• **What the exercise asks**: Reproduce the following lines verbatim, omitting the pictures from your output.

[Excerpts of pointing data]

┌──

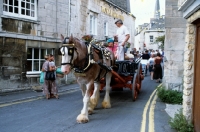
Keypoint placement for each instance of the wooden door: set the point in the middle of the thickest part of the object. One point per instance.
(196, 97)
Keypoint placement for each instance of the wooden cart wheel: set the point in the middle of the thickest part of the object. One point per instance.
(139, 73)
(134, 87)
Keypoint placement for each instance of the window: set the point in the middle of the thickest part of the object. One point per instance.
(105, 28)
(35, 58)
(93, 25)
(20, 8)
(151, 38)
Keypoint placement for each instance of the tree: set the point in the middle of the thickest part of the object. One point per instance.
(160, 41)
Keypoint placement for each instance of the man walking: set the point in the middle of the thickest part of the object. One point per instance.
(122, 35)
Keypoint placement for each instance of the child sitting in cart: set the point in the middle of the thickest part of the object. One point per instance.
(112, 46)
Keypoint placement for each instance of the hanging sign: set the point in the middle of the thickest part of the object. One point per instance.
(111, 13)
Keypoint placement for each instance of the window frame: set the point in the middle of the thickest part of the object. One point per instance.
(40, 57)
(19, 14)
(93, 24)
(105, 28)
(151, 39)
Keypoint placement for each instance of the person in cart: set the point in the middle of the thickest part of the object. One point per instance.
(122, 35)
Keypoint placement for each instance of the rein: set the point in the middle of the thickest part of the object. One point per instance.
(89, 59)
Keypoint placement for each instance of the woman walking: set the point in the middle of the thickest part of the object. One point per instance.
(157, 68)
(49, 87)
(52, 67)
(151, 65)
(46, 85)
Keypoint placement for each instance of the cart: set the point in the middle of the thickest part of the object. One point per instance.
(126, 74)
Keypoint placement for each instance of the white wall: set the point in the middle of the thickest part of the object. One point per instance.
(80, 19)
(152, 45)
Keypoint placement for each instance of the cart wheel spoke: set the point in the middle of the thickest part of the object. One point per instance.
(134, 88)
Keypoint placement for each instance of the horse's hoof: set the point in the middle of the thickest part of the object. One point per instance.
(106, 105)
(90, 111)
(82, 118)
(93, 102)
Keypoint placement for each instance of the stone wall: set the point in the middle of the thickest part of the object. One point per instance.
(80, 19)
(189, 65)
(19, 34)
(174, 46)
(124, 4)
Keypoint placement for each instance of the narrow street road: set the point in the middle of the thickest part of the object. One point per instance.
(41, 115)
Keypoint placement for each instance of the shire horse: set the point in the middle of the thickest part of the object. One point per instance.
(75, 55)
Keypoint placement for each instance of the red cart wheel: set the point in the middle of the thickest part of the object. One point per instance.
(134, 88)
(139, 74)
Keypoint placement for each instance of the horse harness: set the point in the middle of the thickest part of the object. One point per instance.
(92, 47)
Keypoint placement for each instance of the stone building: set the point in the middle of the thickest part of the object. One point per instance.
(147, 32)
(191, 93)
(175, 27)
(182, 52)
(97, 17)
(29, 29)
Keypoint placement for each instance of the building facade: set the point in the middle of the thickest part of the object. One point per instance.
(97, 17)
(30, 29)
(175, 27)
(191, 91)
(148, 32)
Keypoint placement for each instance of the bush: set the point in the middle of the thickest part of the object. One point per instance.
(170, 96)
(180, 123)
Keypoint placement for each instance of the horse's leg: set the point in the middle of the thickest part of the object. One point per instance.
(83, 89)
(94, 98)
(106, 102)
(83, 117)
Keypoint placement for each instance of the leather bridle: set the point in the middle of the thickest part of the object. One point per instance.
(71, 48)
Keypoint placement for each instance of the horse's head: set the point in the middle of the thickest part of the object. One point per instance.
(68, 54)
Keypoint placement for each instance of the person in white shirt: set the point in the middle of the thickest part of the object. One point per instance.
(151, 65)
(122, 35)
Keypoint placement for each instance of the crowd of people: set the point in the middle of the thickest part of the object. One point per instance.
(155, 58)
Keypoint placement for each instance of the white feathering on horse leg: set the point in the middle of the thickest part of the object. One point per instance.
(83, 117)
(83, 89)
(94, 98)
(106, 102)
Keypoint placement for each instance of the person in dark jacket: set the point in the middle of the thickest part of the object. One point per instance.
(145, 56)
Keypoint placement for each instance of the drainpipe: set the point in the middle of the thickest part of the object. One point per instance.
(68, 28)
(56, 19)
(69, 15)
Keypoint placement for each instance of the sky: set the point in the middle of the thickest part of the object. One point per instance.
(143, 10)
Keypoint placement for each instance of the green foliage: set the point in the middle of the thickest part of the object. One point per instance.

└──

• **Result below**:
Keypoint placement for each instance of the wooden door: set the point in the middle of the thickest part of the object. One point per instance.
(196, 97)
Keypoint placement for each instance of the wooden cart wheel: set the point in the middle of the thickest part of the object. One point per instance.
(139, 73)
(134, 87)
Keypoint placement for each instance of the window: set the point in the middle of the thickest part of the object. One point per instance.
(105, 28)
(35, 58)
(93, 25)
(20, 8)
(151, 38)
Keypoint placement for each instance of the tree: set the point in the middle of the thickest part of the object. One point per instance.
(160, 41)
Keypoint placement for each instance of the man walking: set the point in the middle of the thickest part of the object. One point per instance.
(122, 35)
Keypoint placement for each instance of the child sitting in cart: set the point in the middle of the thickest part of the object. One point per instance.
(112, 46)
Keypoint placement for each instance of the hanging sign: set the point in the middle of the thickest part of the object. One point per instance.
(111, 13)
Keypoint placement for each instance of the window frame: set the point in the middle of the thickest part of the object. One point per instance.
(40, 57)
(19, 14)
(93, 24)
(105, 28)
(151, 39)
Keypoint placement for each instance of the person in cart: set the point in the middle of the thickest part of the object. One point per instance.
(122, 35)
Keypoint placement for each instance of the rein: set the point in the middle of the thickest part of the object. One point per instance.
(89, 59)
Keypoint placement for each instance of the woman walking: set the point in the middle of the thickest part of the object. One point per instance.
(157, 68)
(49, 87)
(52, 67)
(151, 65)
(46, 85)
Keypoint placement for each instance of the cart: set the point in the middle of the thickest part of the object. One point per instance.
(126, 74)
Keypoint placement for each instance of the white wall: set the point in the middle of the thickest part of the object. One point per instance.
(80, 19)
(152, 45)
Keypoint placement for each instance of the cart wheel spoke: set the point in the middle of the thickest part of the object. One point per instance.
(134, 88)
Keypoint placement for each instance of the horse's hoof: set the point in the middle of the thickest part of the object. One point per instance.
(106, 105)
(90, 111)
(82, 118)
(93, 102)
Keypoint placement for each instance of the stone wall: set the point in the middle of the thickest part of the object. One point per instance.
(80, 19)
(189, 65)
(19, 34)
(174, 46)
(124, 4)
Keypoint placement for each instance of the narrow street road: set the point in the middle of the thickest part of the object. One point per instance.
(41, 115)
Keypoint placement for each instance of the shire horse: set the point in the middle of the thickest part of the object. One point per instance.
(75, 55)
Keypoint placement for each instance of the red cart wheel: set the point in the middle of the thickest part of the object. One point per instance.
(134, 88)
(139, 74)
Keypoint placement for each instance of the horse harness: set the point in the middle of the thickest part of the object. One point per instance.
(92, 47)
Keypoint placement for each instance of the stone building: set the point in the middle of the thickest part of the object. One point per instance.
(147, 32)
(191, 93)
(175, 27)
(182, 52)
(97, 17)
(29, 29)
Keypoint placement for each instance of the building facade: set the point in the middle of the thickest part of the object. One point per instance.
(97, 17)
(30, 29)
(175, 27)
(191, 91)
(148, 32)
Keypoint placement for each instance of the bush: set the point in the middle of the thickest part of the object. One point per instance.
(170, 96)
(180, 123)
Keypoint placement for each instance of the horse's leg: set the point in the middle of the thickest part of the object. One point per instance.
(83, 89)
(94, 98)
(106, 102)
(83, 117)
Keypoint placement for each instance of the leather bridle: set the point in the middle of the thickest part of the object. One point per instance.
(71, 48)
Keypoint placement for each instance of the horse's head: set the point in the middle of the thickest part of the object. One point per instance.
(68, 54)
Keypoint placement for each instance of the person in white shirt: set the point in the middle of the thickest part of the object. One point per instance.
(151, 65)
(122, 35)
Keypoint placement for each instance of the crowd of people: set the point in the middle of the thickest part of the object. One point per instance.
(155, 58)
Keypoint placement for each instance of the white feathering on horse leg: set the point in the middle of the thickest part of the object. One point per instance.
(83, 117)
(83, 89)
(94, 98)
(106, 102)
Keypoint placement for each instance of the person in dark jacket: set the point in the middle of the thickest part of the object. One point per instance.
(145, 56)
Keypoint placement for each instance of the drainpipe: set the point in the middle of the thickest part of the object. One point per instance.
(68, 28)
(56, 19)
(69, 15)
Keypoint placement for each instance of the sky: set the point in the middle of the thickest part of the object. One point per instance.
(143, 10)
Keypoint placement for each instance of the green foliage: set the point in the middle of the thickest part of the object. One point per instance.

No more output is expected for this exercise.